• Description of the task: Return each line of the items below that contains the string "face". Letter case is significant.

(Raw records)
----------------------------------------

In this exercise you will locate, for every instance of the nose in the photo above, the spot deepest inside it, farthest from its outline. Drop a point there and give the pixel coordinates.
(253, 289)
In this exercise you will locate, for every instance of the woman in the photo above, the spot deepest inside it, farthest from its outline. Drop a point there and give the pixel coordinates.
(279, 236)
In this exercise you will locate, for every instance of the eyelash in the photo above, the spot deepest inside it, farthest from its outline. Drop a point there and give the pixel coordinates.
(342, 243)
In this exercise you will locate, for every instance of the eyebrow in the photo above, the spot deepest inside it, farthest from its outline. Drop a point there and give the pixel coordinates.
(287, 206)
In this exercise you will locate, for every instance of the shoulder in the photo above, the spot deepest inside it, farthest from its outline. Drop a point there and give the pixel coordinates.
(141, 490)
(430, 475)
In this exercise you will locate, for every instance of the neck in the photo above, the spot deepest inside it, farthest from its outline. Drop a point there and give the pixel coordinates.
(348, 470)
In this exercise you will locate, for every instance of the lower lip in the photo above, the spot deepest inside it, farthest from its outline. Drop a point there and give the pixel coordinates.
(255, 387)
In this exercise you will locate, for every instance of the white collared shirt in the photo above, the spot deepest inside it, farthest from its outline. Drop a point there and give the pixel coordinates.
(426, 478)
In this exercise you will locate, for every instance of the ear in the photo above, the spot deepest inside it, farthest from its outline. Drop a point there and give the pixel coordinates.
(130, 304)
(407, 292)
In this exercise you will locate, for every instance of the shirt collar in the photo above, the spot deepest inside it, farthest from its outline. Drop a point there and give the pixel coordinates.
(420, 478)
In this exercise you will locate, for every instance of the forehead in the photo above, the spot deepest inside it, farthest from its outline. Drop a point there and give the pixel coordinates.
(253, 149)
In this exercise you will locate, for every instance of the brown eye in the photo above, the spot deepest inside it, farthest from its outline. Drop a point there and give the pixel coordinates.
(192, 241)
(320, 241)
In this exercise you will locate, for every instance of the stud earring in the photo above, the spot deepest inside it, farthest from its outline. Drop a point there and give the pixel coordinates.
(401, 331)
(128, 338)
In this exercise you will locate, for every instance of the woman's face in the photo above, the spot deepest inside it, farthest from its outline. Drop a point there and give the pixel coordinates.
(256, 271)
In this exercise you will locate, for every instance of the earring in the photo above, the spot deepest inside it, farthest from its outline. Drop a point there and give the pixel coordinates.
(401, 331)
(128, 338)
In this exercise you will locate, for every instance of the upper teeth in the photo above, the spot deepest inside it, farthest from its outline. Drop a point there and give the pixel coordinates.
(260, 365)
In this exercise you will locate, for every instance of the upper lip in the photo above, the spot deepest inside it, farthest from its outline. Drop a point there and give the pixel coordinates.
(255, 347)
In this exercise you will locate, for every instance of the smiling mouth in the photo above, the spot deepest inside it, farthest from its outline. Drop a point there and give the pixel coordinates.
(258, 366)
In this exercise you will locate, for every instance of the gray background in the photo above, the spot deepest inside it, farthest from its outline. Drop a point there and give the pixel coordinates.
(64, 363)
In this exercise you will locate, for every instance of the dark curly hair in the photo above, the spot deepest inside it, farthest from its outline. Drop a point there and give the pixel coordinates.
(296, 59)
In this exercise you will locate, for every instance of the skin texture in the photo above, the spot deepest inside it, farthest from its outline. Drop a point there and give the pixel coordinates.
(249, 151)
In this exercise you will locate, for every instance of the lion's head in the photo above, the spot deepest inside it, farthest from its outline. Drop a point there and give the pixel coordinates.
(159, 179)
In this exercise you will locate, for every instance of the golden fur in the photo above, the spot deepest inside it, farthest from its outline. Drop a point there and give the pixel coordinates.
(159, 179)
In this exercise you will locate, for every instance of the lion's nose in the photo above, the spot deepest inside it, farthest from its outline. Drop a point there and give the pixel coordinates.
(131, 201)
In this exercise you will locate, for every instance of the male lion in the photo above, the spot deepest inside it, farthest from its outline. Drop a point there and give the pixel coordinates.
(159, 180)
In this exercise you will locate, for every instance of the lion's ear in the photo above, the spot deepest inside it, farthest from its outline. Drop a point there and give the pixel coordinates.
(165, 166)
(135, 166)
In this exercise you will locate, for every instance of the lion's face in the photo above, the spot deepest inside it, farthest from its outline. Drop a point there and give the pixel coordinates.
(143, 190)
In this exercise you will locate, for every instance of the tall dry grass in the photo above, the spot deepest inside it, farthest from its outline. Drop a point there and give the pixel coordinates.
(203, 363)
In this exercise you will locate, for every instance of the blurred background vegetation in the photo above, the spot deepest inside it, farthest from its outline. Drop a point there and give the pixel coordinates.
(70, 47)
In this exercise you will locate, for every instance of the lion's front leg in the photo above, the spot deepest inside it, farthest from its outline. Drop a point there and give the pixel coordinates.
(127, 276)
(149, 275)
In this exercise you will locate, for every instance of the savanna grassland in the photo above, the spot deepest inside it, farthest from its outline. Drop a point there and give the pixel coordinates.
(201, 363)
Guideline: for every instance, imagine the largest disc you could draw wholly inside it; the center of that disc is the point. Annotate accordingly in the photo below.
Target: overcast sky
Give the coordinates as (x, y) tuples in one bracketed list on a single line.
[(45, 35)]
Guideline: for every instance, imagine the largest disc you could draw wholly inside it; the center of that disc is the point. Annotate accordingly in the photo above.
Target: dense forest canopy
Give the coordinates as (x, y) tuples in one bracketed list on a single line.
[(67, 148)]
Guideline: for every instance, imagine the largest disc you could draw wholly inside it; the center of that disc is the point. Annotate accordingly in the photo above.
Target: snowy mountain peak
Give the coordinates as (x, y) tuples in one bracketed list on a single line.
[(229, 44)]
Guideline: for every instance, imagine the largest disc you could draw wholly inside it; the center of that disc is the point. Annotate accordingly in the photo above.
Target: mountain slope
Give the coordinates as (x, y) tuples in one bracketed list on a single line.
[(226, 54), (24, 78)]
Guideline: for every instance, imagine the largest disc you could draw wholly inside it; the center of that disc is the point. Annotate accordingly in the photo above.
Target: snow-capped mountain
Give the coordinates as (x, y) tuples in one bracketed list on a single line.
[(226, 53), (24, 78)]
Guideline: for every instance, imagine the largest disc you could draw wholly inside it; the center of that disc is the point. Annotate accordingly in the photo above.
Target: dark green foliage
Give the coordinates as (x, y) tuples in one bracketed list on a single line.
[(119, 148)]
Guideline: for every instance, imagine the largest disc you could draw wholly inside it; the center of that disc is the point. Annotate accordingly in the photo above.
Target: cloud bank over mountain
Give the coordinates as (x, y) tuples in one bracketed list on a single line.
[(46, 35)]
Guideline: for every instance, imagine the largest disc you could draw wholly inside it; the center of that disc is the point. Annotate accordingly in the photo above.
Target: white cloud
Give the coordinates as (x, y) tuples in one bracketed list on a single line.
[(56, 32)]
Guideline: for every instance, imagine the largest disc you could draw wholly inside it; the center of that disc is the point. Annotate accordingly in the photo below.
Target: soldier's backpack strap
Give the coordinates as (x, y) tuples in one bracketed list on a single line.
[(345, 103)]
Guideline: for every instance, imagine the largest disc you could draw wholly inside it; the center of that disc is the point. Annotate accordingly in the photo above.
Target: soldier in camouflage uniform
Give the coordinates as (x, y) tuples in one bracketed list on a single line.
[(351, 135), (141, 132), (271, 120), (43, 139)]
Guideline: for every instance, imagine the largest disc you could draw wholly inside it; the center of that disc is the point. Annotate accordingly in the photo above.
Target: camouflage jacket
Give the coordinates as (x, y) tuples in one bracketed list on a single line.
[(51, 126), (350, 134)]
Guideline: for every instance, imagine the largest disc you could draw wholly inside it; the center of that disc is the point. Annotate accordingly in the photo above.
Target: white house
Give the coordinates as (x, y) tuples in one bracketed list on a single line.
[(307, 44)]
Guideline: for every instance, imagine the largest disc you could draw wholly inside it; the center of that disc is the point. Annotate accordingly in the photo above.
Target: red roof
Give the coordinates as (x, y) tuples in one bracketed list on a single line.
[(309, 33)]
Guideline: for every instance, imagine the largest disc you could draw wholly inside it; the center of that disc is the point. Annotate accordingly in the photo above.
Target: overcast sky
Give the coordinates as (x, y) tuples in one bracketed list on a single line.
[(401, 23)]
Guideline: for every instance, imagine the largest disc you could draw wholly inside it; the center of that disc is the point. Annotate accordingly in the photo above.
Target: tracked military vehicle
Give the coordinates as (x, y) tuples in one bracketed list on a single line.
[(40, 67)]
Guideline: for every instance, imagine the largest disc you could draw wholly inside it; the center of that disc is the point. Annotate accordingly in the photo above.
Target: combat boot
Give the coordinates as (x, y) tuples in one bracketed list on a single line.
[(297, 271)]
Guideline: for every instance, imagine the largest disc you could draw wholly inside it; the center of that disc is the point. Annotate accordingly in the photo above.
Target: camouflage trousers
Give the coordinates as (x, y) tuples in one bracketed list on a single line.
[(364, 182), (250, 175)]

----------------------------------------

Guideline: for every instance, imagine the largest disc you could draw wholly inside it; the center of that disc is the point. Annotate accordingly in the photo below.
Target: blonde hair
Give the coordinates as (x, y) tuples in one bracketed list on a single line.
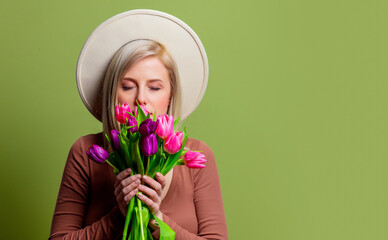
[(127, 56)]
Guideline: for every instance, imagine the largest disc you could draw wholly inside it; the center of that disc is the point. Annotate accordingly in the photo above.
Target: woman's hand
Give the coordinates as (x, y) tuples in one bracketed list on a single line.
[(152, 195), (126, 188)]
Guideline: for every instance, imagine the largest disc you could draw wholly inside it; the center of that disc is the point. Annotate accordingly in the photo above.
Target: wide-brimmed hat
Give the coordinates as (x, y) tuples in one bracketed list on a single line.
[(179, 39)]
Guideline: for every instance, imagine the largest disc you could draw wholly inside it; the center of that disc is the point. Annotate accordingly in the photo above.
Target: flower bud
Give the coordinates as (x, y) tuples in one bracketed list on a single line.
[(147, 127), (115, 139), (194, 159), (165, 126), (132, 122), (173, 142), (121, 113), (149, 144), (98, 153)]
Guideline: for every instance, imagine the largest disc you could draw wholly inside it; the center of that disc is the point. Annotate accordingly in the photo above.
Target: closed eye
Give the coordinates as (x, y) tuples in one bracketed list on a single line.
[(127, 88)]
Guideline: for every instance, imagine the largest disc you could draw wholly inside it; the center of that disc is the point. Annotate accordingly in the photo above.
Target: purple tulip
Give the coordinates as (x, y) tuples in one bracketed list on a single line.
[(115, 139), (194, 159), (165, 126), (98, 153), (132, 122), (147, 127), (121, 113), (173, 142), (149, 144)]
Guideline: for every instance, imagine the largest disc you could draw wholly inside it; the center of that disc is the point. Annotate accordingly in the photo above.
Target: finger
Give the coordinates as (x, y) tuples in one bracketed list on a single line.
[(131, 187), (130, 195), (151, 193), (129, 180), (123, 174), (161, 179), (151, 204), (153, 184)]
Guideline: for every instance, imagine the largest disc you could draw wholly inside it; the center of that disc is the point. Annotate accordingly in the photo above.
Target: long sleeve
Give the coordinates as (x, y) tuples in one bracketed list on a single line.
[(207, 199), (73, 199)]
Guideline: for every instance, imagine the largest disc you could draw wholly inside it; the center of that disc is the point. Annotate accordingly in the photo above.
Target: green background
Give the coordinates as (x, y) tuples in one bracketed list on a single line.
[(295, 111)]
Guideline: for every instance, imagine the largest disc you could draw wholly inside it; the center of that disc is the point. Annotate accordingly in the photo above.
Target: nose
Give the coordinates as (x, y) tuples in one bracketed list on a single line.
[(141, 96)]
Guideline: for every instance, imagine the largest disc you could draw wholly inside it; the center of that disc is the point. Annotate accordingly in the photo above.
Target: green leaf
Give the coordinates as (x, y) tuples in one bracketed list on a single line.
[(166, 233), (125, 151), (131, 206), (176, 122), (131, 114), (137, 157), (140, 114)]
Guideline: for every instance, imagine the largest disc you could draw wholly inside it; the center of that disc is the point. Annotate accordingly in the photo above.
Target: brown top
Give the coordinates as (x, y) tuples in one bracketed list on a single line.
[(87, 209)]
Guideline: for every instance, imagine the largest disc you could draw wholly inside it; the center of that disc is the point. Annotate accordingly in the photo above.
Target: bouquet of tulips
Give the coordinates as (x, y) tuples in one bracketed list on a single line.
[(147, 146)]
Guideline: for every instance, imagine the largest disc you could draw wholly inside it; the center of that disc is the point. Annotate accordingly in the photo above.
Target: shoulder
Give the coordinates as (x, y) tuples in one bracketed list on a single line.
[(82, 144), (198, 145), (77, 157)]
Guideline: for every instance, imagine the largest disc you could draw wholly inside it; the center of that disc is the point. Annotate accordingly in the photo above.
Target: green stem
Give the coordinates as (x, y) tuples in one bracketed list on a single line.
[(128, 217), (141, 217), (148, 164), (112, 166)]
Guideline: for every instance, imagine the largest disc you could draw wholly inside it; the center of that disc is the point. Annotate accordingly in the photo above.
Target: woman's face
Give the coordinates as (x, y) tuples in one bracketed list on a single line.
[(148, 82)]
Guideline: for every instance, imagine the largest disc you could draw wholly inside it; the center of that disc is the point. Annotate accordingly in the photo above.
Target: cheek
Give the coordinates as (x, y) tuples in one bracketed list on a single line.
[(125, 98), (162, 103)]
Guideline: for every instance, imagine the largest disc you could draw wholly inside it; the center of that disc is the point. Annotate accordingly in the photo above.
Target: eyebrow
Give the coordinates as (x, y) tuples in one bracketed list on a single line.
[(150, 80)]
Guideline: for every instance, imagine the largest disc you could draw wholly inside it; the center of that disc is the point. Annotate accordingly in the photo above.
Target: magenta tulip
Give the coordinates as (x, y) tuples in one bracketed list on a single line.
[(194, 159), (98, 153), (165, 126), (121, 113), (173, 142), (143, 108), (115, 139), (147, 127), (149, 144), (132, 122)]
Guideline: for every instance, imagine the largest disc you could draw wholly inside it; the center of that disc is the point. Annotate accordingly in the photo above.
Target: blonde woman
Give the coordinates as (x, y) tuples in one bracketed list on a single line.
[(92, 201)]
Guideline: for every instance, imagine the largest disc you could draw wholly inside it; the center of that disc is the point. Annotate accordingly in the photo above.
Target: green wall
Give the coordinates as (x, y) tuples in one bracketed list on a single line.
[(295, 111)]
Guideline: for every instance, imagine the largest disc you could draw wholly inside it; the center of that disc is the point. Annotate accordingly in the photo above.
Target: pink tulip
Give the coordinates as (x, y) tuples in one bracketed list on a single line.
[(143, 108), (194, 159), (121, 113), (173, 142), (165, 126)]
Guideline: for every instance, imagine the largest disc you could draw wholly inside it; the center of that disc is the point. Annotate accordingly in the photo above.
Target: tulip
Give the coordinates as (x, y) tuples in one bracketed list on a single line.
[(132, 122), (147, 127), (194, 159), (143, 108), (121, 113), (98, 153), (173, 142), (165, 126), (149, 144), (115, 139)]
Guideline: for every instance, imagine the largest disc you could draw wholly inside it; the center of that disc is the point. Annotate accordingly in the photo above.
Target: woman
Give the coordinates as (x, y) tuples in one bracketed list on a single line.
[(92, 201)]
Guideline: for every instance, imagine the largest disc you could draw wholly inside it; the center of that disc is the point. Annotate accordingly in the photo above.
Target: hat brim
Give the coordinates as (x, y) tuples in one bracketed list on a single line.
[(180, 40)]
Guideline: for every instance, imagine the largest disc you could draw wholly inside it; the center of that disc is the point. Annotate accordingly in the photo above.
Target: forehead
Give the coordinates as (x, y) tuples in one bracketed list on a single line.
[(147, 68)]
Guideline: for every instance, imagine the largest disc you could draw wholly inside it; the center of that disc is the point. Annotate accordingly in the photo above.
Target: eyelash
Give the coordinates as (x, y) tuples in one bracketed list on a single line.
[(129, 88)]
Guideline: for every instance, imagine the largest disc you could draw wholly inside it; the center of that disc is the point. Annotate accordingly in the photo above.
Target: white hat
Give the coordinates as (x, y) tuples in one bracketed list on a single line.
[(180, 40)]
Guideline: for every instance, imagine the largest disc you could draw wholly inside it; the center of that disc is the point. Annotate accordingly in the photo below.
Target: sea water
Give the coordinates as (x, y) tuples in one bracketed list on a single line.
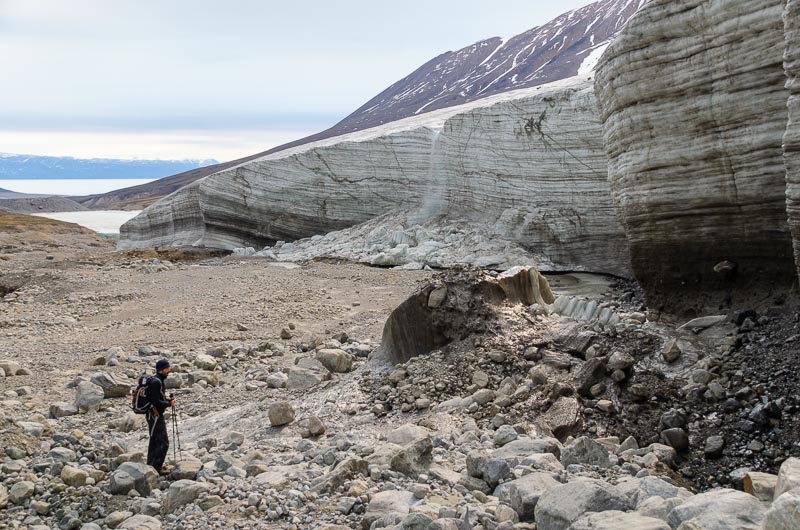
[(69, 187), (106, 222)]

----------------------------------------

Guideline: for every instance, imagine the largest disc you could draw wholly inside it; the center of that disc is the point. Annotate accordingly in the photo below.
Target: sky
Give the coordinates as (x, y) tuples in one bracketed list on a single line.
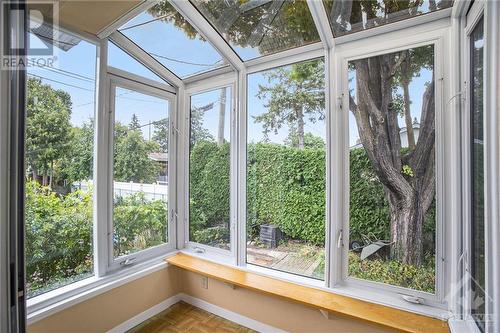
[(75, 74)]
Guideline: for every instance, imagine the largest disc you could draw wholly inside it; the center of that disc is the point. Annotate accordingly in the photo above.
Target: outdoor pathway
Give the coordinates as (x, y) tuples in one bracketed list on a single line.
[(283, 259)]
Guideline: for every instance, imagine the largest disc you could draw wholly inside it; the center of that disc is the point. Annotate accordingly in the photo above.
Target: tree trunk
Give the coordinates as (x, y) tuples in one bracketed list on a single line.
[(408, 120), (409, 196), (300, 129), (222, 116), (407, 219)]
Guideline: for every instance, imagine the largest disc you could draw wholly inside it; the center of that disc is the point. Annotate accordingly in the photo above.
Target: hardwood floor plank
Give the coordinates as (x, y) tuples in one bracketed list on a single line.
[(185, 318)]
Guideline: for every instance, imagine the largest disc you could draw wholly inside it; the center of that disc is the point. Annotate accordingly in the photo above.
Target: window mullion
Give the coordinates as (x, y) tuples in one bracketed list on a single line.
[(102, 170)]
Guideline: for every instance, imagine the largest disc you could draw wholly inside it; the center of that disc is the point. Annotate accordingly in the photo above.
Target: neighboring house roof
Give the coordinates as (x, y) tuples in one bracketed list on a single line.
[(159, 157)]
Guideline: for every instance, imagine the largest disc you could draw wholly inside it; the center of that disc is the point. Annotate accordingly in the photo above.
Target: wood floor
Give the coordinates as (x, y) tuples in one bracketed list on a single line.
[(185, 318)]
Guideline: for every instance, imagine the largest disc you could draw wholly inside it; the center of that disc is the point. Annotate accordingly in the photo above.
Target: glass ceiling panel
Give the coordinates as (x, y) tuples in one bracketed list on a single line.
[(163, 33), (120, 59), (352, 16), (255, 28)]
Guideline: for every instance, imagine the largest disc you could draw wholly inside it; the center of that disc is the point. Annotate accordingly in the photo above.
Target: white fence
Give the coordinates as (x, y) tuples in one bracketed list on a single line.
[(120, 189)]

----------------------------------------

• Result of this task:
In this exercise you will locate, for every instance of the woman's face in the photo above, the spot deepest inside it, farthest from its outline. Drop a point there and give the pixel coordinates.
In this exercise you will locate, for every instance of the lion's face in the photo above, the spot deepest inside it, farthest from its outline. Drop a point there and give the pixel coordinates.
Target: woman's face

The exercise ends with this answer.